• [STUDY TEXT]:
-- Opening Marker --

[antlr-interest] AST matching and N-ary tree nodes.

Monty Zukowski monty at codetransform.com
Thu Oct 7 07:36:59 PDT 2004


On Oct 7, 2004, at 7:21 AM, Bryan Ewbank wrote:

>
> Hi Folks,
>
> I've been building flattened trees for things like argument lists, but 
> am
> now encountering a question of how to process these nodes in a general 
> way,
> since AST matching is generous...
>
> 	// Used to use this
> 		arglist : arg ( COMMA^ arg )*
>
> 	// Now use this
> 		arglist : arg ( COMMA! arg )*
> 			{ #arglist = #( #[ARGLIST], #arglist)
>
> The problem is that I don't know how many kids the ARGLIST node can 
> have,
> and I don't see a way (v 2.7.4) to easily walk the children.
>

The tree rule would be identical to what you had before, substituting 
ARGLIST for COMMA.  Your tree used to be #(COMMA arg1 arg2 ...)  now it 
is #(ARGLIST arg1 arg2 ...).

-- Closing Marker --

• [SOURCE DATA]:
-- Opening Marker --

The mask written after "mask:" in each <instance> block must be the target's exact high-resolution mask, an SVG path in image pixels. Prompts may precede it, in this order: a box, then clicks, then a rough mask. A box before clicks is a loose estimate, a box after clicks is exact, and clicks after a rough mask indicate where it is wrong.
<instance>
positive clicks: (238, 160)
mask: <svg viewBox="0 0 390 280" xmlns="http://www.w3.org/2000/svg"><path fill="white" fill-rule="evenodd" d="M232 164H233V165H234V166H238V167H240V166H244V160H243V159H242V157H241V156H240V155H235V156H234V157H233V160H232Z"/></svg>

-- Closing Marker --

• [TASK]:
Answer these about the ANTLR post:
(a) Which ANTLR version does the writer of the question say he is using?
(b) In the rule he "Used to use", which token is marked with ^?
(c) According to the reply, what does the tree look like now?

• [WORKED SOLUTION]:
(a) Version 2.7.4.
(b) COMMA.
(c) #(ARGLIST arg1 arg2 ...)